+++ Texto fornecido +++
Manuel Maria Múrias, director do jornal "A Rua". E em baixo, eu com Amália num evento da Real Tertúlia |
Esta é a história da entrevista que em 1980 fiz a Amália... na cama!
Miguel Alvarenga - No início de 1980, eu tinha 21 anos e era um jovem repórter do semanário "A Rua", dirigido por Manuel Maria Múrias, depois de quatro anos antes ter dado os primeiros passos na profissão como estagiário na fundação de "O Diabo" (1976) de Vera Lagoa, que entretanto fora suspenso pelo Conselho da Revolução (logo ao primeiro número!). O jornal regressaria em 1981 e eu voltei para a equipa de Vera Lagoa.
Em Fevereiro desse ano de 1980, Amália Rodrigues regressara aos palcos, num grande espectáculo no Coliseu dos Recreios - de homenagem a José Castelo - depois de ter estado uns tempos afastada por problemas cardíacos.
Uma manhã Manuel Maria Múrias chamou-me ao seu gabinete e disse-me: "Vais fazer uma entrevista à Amália!". E eu fui.
Telefonei e marquei o dia e a hora com uma senhora que penso que era a secretária da Diva.
Fui com o fotógrafo, a meio da tarde, no dia marcado, a casa de Amália, na lisboeta Rua de São Bento, onde hoje é a sua Casa-Museu.
Tocámos à porta e abriu a secretária. "É o jornalista d'A Rua', não é?". E contou-me então que houve um contratempo:
- A Senhora está de cama, sentiu-se mal de manhã, não é nada de grave e por isso pediu para não haver fotografias. Mas vai recebê-lo na mesma.
Na cama?, pensei eu. O fotógrafo foi-se embora, uma vez que Amália, se estava na cama, não queria ser fotografada. Entrei eu. Subi com a secretária e quando cheguei ao quarto, lá estava a Rainha do Fado, encostada ao travesseiro, deitada na cama. Uma cadeira ao lado para mim.
- Sente-se, desculpe lá, mas não me sentia muito bem e deitei-me, mas como a entrevista estava marcada, vamos fazê-la na mesma.
A vedeta dos palcos não tinha nada de vedeta, era a Mulher mais normal que se possa imaginar.
- Olhe, tem uma cruz muito gira ao peito, deixe-me lá vê-la - disse.
E eu mostrei.
- Muito bonita - comentou Amália.
Falámos um pouco, falámos do sucesso que fora, dias antes, o seu regresso ao Coliseu dos Recreios, a que eu tinha assistido e feito a reportagem, e depois ela disse:
- Bom, mas vamos lá à sua entrevista, o que me quer perguntar?
+++ Linhas fornecidas +++
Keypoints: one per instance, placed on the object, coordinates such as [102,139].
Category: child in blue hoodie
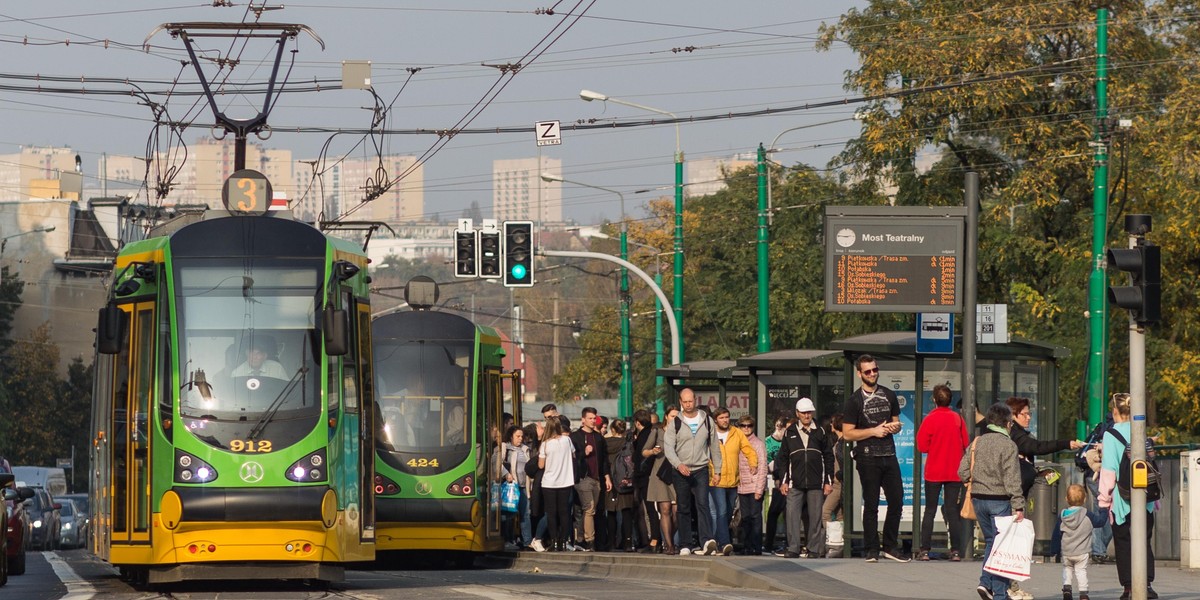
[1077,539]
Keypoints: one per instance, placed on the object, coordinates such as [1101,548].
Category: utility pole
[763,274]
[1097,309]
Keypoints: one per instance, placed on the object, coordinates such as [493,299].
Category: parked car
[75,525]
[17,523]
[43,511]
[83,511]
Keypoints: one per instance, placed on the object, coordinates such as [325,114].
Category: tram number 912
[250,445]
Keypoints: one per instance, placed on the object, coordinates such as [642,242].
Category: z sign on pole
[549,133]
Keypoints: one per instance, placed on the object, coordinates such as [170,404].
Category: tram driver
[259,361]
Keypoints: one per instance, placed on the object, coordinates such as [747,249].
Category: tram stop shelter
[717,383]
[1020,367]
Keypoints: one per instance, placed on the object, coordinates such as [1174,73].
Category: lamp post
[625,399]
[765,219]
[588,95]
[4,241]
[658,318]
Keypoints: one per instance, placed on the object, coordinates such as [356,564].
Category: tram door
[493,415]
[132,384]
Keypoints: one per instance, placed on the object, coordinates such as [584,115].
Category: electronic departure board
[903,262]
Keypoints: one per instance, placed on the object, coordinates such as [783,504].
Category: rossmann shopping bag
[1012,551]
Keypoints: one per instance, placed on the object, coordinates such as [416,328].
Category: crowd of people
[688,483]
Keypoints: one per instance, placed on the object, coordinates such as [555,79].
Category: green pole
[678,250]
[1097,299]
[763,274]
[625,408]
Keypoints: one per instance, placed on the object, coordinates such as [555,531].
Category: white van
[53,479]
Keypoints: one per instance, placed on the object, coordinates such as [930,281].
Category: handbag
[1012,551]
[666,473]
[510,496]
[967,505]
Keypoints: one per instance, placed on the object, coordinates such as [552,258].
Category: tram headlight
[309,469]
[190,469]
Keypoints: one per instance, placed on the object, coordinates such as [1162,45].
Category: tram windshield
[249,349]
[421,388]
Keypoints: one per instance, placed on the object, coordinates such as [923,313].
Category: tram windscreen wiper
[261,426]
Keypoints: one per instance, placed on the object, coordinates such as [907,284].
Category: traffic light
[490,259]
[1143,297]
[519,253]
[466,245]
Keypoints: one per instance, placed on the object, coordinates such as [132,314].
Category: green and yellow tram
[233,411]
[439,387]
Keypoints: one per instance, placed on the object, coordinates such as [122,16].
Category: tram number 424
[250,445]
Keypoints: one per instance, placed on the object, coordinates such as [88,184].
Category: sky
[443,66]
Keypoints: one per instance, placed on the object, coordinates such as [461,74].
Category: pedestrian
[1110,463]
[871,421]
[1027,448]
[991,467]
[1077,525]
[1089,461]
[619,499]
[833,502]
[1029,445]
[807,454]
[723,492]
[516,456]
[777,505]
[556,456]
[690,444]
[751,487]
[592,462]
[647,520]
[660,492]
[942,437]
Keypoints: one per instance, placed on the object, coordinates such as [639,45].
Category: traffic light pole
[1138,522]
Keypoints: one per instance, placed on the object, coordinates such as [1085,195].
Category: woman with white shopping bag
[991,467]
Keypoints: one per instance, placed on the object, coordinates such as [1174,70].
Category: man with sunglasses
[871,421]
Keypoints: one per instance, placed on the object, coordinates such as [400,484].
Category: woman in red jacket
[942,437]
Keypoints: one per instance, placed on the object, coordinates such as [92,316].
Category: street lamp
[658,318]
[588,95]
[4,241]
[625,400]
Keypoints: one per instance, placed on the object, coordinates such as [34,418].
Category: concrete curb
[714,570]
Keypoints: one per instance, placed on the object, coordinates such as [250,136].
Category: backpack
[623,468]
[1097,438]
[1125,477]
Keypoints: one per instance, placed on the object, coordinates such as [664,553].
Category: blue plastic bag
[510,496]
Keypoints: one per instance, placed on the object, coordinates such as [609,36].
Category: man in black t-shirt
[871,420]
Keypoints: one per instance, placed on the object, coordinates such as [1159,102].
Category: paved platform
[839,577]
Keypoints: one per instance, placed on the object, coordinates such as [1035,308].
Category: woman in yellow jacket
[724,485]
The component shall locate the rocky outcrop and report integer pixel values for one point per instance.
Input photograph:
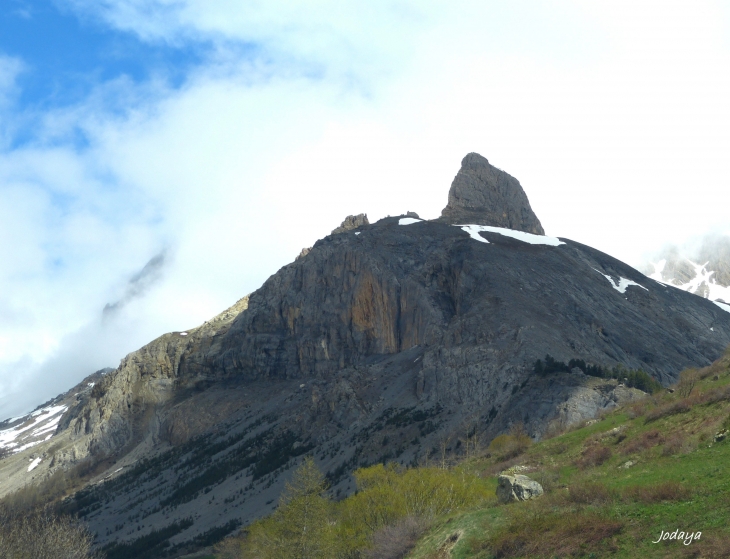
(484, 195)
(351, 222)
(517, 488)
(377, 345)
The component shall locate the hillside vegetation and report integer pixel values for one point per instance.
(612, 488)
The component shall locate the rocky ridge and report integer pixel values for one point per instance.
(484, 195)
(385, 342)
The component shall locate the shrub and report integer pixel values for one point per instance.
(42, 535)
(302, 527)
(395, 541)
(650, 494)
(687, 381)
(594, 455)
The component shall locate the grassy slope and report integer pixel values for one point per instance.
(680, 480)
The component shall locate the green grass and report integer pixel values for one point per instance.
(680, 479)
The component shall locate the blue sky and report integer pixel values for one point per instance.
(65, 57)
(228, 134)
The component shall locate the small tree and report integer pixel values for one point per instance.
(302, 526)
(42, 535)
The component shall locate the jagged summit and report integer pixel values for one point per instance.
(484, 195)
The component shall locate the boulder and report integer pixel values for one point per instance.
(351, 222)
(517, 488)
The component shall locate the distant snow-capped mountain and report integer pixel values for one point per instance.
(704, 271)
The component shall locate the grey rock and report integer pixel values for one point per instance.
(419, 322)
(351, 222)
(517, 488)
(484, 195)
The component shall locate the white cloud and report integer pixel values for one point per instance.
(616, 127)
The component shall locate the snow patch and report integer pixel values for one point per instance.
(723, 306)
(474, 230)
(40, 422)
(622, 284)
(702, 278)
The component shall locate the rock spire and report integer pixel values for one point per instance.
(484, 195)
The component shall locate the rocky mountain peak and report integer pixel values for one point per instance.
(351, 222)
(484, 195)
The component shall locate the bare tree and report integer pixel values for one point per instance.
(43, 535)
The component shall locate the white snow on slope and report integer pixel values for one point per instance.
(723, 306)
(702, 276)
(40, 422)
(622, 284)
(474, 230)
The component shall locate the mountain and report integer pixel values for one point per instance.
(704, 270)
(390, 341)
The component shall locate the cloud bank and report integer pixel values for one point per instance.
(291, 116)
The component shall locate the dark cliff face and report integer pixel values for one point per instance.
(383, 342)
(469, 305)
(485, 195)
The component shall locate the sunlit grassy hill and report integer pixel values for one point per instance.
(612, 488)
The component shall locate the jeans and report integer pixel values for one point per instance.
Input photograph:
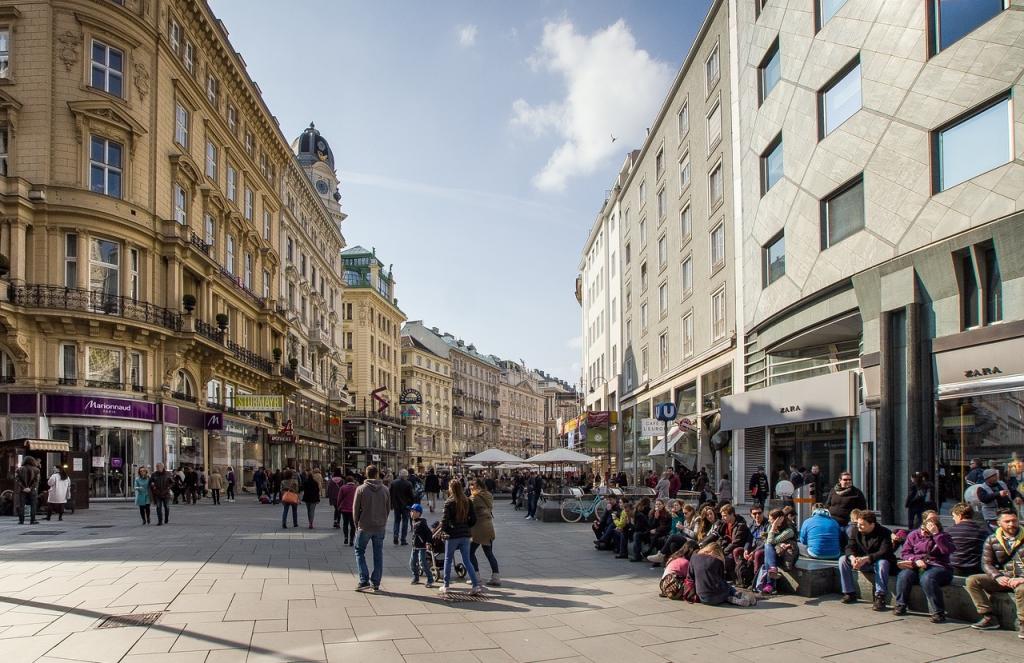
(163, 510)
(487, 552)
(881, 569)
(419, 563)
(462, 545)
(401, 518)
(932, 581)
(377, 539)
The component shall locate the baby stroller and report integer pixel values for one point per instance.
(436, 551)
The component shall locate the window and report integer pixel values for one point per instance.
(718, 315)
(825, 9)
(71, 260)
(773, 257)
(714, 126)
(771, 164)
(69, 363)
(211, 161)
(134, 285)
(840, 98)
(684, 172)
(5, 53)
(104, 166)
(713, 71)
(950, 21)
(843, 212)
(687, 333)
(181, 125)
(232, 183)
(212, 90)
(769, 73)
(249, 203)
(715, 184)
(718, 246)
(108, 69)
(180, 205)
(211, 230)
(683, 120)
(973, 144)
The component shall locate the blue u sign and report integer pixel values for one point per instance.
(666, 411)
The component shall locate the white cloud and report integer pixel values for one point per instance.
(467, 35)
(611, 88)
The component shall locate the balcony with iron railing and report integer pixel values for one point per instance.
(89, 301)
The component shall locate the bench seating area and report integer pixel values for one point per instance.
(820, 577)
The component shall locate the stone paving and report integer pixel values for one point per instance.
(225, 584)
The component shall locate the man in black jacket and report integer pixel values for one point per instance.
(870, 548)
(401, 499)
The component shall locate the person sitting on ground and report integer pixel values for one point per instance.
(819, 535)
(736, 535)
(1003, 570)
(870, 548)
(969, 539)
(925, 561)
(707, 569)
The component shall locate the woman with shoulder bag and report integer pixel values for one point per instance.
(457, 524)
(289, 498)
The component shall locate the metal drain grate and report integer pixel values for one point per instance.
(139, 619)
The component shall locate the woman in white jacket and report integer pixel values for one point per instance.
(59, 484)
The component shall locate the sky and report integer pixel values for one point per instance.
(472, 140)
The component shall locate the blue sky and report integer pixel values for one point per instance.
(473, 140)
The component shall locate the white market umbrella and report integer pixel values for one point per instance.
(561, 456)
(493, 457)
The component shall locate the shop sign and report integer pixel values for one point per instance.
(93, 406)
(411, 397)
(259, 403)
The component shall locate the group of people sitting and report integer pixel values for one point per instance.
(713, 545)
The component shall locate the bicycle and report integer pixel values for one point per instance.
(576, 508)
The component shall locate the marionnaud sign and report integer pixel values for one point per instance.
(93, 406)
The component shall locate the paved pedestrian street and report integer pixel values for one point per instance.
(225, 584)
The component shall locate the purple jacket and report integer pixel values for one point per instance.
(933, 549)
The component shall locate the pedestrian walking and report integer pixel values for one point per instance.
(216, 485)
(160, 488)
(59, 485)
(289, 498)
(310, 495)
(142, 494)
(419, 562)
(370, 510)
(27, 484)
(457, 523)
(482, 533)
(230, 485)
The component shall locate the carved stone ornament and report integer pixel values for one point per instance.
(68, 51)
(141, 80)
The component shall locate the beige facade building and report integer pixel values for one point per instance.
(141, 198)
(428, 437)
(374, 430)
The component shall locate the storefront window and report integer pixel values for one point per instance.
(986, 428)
+++
- **Tarefas propostas**
1. Pode reproduzir, sem alterar nada, a passagem do texto sobre a entrevista a Amália que começa em "Em Fevereiro desse" e segue até "por problemas cardíacos."?
2. Em quantas linhas surge a palavra "green", distinguindo maiúsculas de minúsculas? Indique apenas esse número.

- **Respostas ao exercício**
1.
Em Fevereiro desse ano de 1980, Amália Rodrigues regressara aos palcos, num grande espectáculo no Coliseu dos Recreios - de homenagem a José Castelo - depois de ter estado uns tempos afastada por problemas cardíacos.

2. 3